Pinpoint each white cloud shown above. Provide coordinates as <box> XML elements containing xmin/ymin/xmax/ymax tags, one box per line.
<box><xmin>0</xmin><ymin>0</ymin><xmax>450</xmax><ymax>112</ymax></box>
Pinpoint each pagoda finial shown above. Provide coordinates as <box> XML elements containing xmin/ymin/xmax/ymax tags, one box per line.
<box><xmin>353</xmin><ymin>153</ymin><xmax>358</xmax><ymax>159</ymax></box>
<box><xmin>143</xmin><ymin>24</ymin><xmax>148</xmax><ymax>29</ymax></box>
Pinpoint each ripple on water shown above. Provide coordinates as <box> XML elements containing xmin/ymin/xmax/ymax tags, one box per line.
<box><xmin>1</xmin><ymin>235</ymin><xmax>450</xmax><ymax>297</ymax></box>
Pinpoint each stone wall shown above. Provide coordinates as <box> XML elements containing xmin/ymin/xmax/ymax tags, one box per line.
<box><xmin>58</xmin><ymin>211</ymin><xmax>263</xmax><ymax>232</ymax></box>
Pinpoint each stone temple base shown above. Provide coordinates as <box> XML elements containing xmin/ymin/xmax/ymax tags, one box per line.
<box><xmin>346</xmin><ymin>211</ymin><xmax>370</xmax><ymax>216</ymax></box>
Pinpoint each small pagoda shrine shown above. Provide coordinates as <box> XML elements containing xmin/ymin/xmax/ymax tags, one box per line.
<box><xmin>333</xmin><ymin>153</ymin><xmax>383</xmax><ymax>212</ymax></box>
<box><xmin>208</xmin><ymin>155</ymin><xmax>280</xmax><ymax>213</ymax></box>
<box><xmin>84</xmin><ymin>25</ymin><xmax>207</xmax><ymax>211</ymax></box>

§ **Goal of the exercise**: Look for the line with "Pinpoint each ripple" in the listing above. Print it and each later line exactly, ending with the last line.

§ **Solved exercise**:
Pinpoint each ripple on water shown above. Provide coordinates as <box> XML elements containing xmin/ymin/xmax/ymax tags, one box per line.
<box><xmin>1</xmin><ymin>235</ymin><xmax>450</xmax><ymax>297</ymax></box>
Pinpoint each stone wall shown above. Provide coordinates as <box> XML elements containing xmin/ymin/xmax/ymax tags, one box per line.
<box><xmin>58</xmin><ymin>211</ymin><xmax>263</xmax><ymax>232</ymax></box>
Pinpoint each stone temple base shown above. Provide coordinates as <box> XML elements containing xmin/ymin/xmax/ymax tags, one box per line.
<box><xmin>346</xmin><ymin>211</ymin><xmax>370</xmax><ymax>216</ymax></box>
Pinpoint each small pagoda shrine shown above. Provide coordinates as <box> XML elements containing xmin/ymin/xmax/ymax tags, one box per line.
<box><xmin>333</xmin><ymin>153</ymin><xmax>383</xmax><ymax>212</ymax></box>
<box><xmin>208</xmin><ymin>155</ymin><xmax>280</xmax><ymax>213</ymax></box>
<box><xmin>84</xmin><ymin>25</ymin><xmax>207</xmax><ymax>211</ymax></box>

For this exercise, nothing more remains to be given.